Task requirements ▸ Copy every one of the entries below, line for line, with no character changed.

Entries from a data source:
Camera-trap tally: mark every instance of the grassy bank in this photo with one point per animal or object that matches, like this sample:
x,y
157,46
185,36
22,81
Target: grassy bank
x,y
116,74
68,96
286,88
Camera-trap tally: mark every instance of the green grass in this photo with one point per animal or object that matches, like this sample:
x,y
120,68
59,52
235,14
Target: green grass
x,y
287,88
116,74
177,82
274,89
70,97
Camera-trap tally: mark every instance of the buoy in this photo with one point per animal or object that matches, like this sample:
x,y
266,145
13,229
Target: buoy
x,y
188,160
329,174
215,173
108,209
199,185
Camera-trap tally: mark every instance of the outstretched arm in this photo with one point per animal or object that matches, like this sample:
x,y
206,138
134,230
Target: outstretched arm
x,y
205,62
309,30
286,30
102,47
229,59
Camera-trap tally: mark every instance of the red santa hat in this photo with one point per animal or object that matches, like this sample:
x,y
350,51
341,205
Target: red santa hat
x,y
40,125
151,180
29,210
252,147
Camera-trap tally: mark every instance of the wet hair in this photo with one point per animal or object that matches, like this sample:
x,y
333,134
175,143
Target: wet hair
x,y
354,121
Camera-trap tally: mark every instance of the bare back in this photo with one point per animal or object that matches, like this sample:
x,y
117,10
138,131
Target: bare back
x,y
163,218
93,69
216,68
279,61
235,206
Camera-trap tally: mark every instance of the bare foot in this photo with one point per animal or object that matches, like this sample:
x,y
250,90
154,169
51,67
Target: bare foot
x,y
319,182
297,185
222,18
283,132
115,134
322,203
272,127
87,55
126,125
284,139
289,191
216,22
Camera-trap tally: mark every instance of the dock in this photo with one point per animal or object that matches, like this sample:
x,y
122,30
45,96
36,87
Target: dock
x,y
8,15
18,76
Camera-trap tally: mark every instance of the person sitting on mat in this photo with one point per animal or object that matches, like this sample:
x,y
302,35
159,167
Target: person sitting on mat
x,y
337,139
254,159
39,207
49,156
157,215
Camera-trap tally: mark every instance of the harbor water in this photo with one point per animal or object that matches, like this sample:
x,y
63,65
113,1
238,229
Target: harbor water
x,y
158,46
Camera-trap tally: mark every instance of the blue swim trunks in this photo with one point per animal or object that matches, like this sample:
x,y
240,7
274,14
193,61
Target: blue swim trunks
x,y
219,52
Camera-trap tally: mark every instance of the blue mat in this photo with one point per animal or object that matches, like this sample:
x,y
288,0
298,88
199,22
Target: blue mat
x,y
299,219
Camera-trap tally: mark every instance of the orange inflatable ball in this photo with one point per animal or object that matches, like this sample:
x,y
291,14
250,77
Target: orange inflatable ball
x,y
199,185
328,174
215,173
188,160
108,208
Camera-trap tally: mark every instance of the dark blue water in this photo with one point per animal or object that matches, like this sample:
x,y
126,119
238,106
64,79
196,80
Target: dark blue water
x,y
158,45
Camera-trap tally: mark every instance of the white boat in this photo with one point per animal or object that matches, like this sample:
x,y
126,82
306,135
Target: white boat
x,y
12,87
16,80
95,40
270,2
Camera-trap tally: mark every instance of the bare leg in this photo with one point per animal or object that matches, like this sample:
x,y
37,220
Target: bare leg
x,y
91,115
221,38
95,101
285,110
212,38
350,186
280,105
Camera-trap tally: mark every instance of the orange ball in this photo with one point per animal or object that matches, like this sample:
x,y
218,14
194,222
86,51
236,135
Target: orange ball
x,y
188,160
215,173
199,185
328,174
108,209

The output ▸
Camera-trap tally: mark every instance of the grassy bank in this photo with one point per animal or object that matches, like this sample:
x,y
157,46
185,36
22,81
Target: grassy bank
x,y
116,74
68,96
286,88
Camera-trap tally: mark every instance of the green grass in this photo with one point per animal or object that matches, like this sample:
x,y
120,68
59,52
235,14
Target: green grass
x,y
287,88
116,74
177,82
274,89
70,97
Camera-trap tally: mark every instance of the buoy in this photo with one point per animal or object that matches, like this sample:
x,y
266,145
13,229
Target: buoy
x,y
188,160
329,174
215,173
108,209
199,185
Camera-trap tally: mark every instance of the outstretched arm in this photo with one point per animal or object that matches, like this sample:
x,y
206,138
134,230
Target: outstretched arm
x,y
205,62
309,30
286,30
102,47
229,59
Camera-trap tally: mark every instance of the red santa hat in this photo with one point per animal or object that matches, like this sample:
x,y
350,51
341,205
Target: red santa hat
x,y
40,125
151,180
29,210
252,147
Camera-trap tally: mark every instance of the wet hair in this photo with one point per animal or object that matches, like this sample:
x,y
333,134
175,143
Target: wet hair
x,y
354,121
Camera-trap tally: mark every instance of the bare back in this photo with one point per animal or object that matches, like this sample:
x,y
117,10
138,131
Target: bare back
x,y
163,218
93,69
216,68
279,61
235,206
Camera-trap tally: mark every instance of the bare foot in this photo with one point per animal or object that matches, like this sample:
x,y
250,90
154,169
51,67
Target: bare foot
x,y
319,182
297,185
222,18
283,132
115,134
322,203
272,127
87,55
126,125
284,139
289,191
216,22
Camera-trap tally: mark every instance of the dock in this photo with one point per animal or object that matches, like this sample:
x,y
122,30
45,96
36,87
Target: dock
x,y
8,15
18,76
Camera-trap tally: mark every instance of the person sitting on mat in this photo with one point per animal or object that matches, like this sample:
x,y
302,35
159,167
Target: person sitting on mat
x,y
337,139
254,159
39,207
49,156
157,215
Camera-trap tally: mark every instance of the harbor water in this photo with one point per animal or object that matches, like this sample:
x,y
63,65
113,1
238,229
Target: harbor water
x,y
158,46
Camera-trap tally: mark every instance of the blue swim trunks in this photo with one point per animal or object that matches, like this sample:
x,y
240,7
274,14
193,61
Target: blue swim trunks
x,y
219,52
Camera-trap tally: mark every instance of the blue mat in this photo with one point per animal or object that matches, like this sample:
x,y
288,0
298,88
199,22
Target: blue mat
x,y
299,219
Camera-trap tally: mark every instance of the orange inflatable ball in this photo with one point per animal or object that matches, like this sample:
x,y
291,14
250,77
Target: orange inflatable ball
x,y
199,185
328,174
215,173
188,160
108,208
Camera-trap tally: mark every instance of the dark blue water in this photo with one point per animal or object that matches, like this sample:
x,y
126,119
238,106
64,79
196,80
Target: dark blue water
x,y
158,45
Camera-trap tally: mark every instance of the white boat in this photo with one point per animal or object that matches, like this sample:
x,y
126,82
306,135
Target: white boat
x,y
12,87
16,80
95,40
270,2
Camera-trap tally: mark every instance of the bare leg in this photo with one point per animal or object that matches, like this sample:
x,y
37,220
Target: bare leg
x,y
91,115
221,38
95,101
285,110
212,38
350,186
280,105
Camera-trap tally: mark every instance of the orange ball in this photo with one point per animal or object that matches, like this sample:
x,y
218,14
194,222
86,51
236,135
Target: orange ball
x,y
188,160
215,173
199,185
328,174
108,209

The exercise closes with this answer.